• **Consigne**:
Recopiez à l'identique, s'il vous plaît, le passage de la lettre ci-dessous situé entre « Lettre à Tonton » et « ici chez nous. », ces mots inclus.

• **Extrait du document**:
────────

Lettre à Tonton Yéyé,

Tonton, de là où tu reposes, je pense que la mer est paisible. Il est 17h10 ce lundi 20 mai 2024, quand je commence à t’écrire cette petite lettre, et je pense que le soleil se couche à Nidenode. J’imagine que le ciel est bleu et l’horizon prend une teinte doré. Tu dois être bien. Je t’imagine pensif en observant Mudjero devant et l’horizon.

Ici à Nouméa, je fais un petit feu, et dans le ciel vole un hélicoptère. C’est un hélicoptère de l’armée française. Celle là même que vous avez combattu à ton époque pour que nous puissions, ma génération et moi, avoir les mêmes droits que d’autres, ici chez nous.

Tu as choisi, avec ton frère de lutte ´Pa Jean Marie Tjibaou, et vos adversaires d’alors Jacques Lafleur, la Paix. Un Chemin difficile mais courageux, qui a ouvert une période de 40 années de Paix, pour ma génération et celles de toutes les communautés.

Par ton combat tonton, on a cru que nous serions bien mieux traité. Et ton sacrifice n’a pas été vain parce qu’on a bénéficier de beaucoup d’avancées malgré tout. Je serais mal honnête de te dire que non. J’ai pu aller faire mes études en France, avec beaucoup d’autres de tes nièces, filles, neveux et fils, et beaucoup de Calédoniens. On a des médecins, des docteurs en éducation, en histoire, en Géographie, en Économie, des ingénieurs, etc.

────────

• **Extrait de données**:
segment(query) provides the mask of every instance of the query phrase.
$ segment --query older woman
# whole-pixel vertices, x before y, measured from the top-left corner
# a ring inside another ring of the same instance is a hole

────────

• **Réponse**:
Lettre à Tonton Yéyé,

Tonton, de là où tu reposes, je pense que la mer est paisible. Il est 17h10 ce lundi 20 mai 2024, quand je commence à t’écrire cette petite lettre, et je pense que le soleil se couche à Nidenode. J’imagine que le ciel est bleu et l’horizon prend une teinte doré. Tu dois être bien. Je t’imagine pensif en observant Mudjero devant et l’horizon.

Ici à Nouméa, je fais un petit feu, et dans le ciel vole un hélicoptère. C’est un hélicoptère de l’armée française. Celle là même que vous avez combattu à ton époque pour que nous puissions, ma génération et moi, avoir les mêmes droits que d’autres, ici chez nous.